• [STATED TASK 1] Lay out the labeling records below as a two-column CSV with the columns request and boxes, one row per record, putting each record's request and its answer in a single quoted field with line breaks turned into spaces.

• [DOCUMENT SECTION]

<<<<

Ratio level data is similar to interval data but has a true zero value.
A true zero means zero represents “nothing” of that quantity.
It allows all mathematical operations: addition, subtraction, multiplication, and division.
Examples include:
- Exam scores (0–100 marks)
- Weight of a person (0 kg means no weight)

Statistical Analysis of Data

Measure of Central Tendency

Central tendency” is stated as the summary of a dataset in a single value that represents the entire distribution of data domain (or dataset).
Statistical analysis in Python can be done using the statistics module. To use it, we first import the library:
import statistics

The statistics module provides important functions to analyze data: mean(), mode(), variance(), stdev()

Mean

Mean is the average value of a set of data in statistics.
It is calculated by dividing the sum of all values by the total number of values.
It helps in understanding the central value of a dataset.

>>>>

• [ENTRIES PROVIDED]
<<<<

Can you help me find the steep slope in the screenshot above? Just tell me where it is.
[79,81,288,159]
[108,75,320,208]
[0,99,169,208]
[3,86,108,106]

>>>>

• [STATED TASK 2] Reproduce the statistics text from "The statistics module provides" up to and including "number of values.", swapping "average" for "typical".

• [RIGHT ANSWER 1]
request,boxes
"Can you help me find the steep slope in the screenshot above? Just tell me where it is.","[79,81,288,159] [108,75,320,208] [0,99,169,208] [3,86,108,106]"

• [RIGHT ANSWER 2]
The statistics module provides important functions to analyze data: mean(), mode(), variance(), stdev()

Mean

Mean is the typical value of a set of data in statistics.
It is calculated by dividing the sum of all values by the total number of values.